### Exercise
Make an exact copy of all the data.

### Supplied records

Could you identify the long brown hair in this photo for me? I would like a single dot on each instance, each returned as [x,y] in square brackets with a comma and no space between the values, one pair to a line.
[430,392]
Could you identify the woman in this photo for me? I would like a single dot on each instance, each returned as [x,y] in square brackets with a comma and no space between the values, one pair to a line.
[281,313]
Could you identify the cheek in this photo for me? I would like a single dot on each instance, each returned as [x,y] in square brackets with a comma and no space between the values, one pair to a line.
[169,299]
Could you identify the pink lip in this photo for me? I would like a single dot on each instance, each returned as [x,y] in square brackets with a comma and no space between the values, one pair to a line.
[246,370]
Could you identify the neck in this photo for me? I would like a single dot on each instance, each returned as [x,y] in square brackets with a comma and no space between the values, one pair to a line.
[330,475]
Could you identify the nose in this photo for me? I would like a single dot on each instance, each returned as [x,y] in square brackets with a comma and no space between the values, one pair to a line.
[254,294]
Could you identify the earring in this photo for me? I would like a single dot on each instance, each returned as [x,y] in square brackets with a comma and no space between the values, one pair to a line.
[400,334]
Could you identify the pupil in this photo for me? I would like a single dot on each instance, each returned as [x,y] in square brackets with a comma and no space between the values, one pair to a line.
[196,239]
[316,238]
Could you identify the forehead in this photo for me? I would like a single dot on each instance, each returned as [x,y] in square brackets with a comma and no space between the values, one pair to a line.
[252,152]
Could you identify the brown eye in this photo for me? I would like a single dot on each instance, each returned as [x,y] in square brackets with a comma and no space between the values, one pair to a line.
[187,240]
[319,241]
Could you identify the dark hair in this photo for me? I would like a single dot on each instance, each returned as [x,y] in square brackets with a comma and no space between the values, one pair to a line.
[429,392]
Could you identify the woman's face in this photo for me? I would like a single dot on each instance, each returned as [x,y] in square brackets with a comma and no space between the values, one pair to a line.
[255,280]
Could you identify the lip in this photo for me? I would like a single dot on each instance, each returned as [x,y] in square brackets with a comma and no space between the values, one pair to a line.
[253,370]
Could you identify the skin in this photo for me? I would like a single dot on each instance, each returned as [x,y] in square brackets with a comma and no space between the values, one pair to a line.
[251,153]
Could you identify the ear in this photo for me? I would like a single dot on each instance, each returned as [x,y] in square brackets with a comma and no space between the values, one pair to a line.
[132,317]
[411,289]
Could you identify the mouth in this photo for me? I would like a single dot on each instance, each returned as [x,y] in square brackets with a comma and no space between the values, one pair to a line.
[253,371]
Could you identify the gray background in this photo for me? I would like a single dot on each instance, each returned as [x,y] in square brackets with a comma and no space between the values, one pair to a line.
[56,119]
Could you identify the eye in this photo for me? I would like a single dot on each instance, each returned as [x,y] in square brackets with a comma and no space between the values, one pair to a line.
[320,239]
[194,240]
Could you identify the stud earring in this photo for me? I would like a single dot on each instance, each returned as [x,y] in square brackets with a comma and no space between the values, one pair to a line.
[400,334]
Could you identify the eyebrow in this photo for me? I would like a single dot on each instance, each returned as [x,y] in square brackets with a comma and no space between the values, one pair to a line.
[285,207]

### Result of this task
Could you identify the long brown hair in this photo for me? I would like a single dot on each instance, each returned as [x,y] in square brackets with a comma and no space between the values, one pair to a line.
[430,392]
Could you identify the woman in this photo for me? I would like a single dot on each instance, each returned as [x,y] in square brackets with a comma and no space between the values, one pair to a line.
[281,313]
Could you identify the cheek in this photo for me? I would like a single dot on each instance, each returned as [x,y] in square brackets with a comma and no space between the values, one pair to a line.
[169,299]
Could you identify the pink lip in this photo for me? I would like a single dot on each instance, each returned as [x,y] in square brackets with a comma and no space between the values, one pair to a line.
[246,370]
Could you identify the neck in this photo for me? I would like a single dot on each instance, each returned as [x,y] in square brackets with a comma and no space between the values, one pair to a line.
[330,475]
Could you identify the nose in this photo for me? I would like a single dot on each instance, each returned as [x,y] in square brackets with a comma and no space between the values, one pair to a line.
[254,294]
Could you identify the earring in this photo for me? I would like a single dot on each instance, each returned as [x,y] in square brackets with a comma and no space between the values, one pair to a line.
[400,334]
Could you identify the pupil in this photo for me? I would like a single dot on each instance, each returned as [x,y] in square brackets with a comma and no space between the values, one pair to a line.
[196,239]
[316,238]
Could you identify the forehead in this photo for me? I would like a single dot on each instance, each returned as [x,y] in square brackets with a comma and no space between the values, one pair to a line.
[252,152]
Could you identify the brown eye in this photo for me? I would like a single dot on each instance, each returned as [x,y] in square brackets with a comma and no space between the values, one pair to a line.
[187,240]
[319,241]
Could you identify the dark hair in this photo for me? I would like a single dot on each instance, each returned as [x,y] in square brackets with a comma and no space between the values, one pair to a line.
[429,392]
Could you identify the woman's face in this photo for me? I would like a single dot on each instance, each returned as [x,y] in square brackets with a comma and no space between the values, one pair to a line.
[255,280]
Could you identify the lip in this photo for me? I would like a single dot on each instance, each returned as [x,y] in square brackets with a comma and no space between the values, one pair to a line.
[253,370]
Could you identify the skin in this photo for me? I would like a single dot on each instance, each returned as [x,y] in square brackets with a comma and no space between the values, one pair to a line.
[251,153]
Could you identify the ear in this photo for me? I would like a single dot on each instance, each returned as [x,y] in square brackets with a comma and no space between the values, one pair to a line.
[132,317]
[411,289]
Could you identify the mouth in this photo for me? I would like a single dot on each instance, each returned as [x,y] in square brackets with a comma and no space between the values, one pair to a line.
[253,371]
Could you identify the gray background in this photo for me? I would like a single dot on each instance, each returned as [x,y] in square brackets with a comma and no space between the values, one pair to a line.
[56,119]
Could you identify the eye in this photo for me? I would like a single dot on each instance, each returned as [x,y] in square brackets with a comma and no space between the values, one pair to a line.
[320,239]
[194,240]
Could you identify the stud earring in this photo for me? I would like a single dot on each instance, each returned as [x,y] in square brackets with a comma and no space between the values, one pair to a line.
[400,334]
Could you identify the eyebrow in this photo for me? I would like a single dot on each instance, each returned as [x,y] in square brackets with a comma and no space between the values, one pair to a line.
[285,207]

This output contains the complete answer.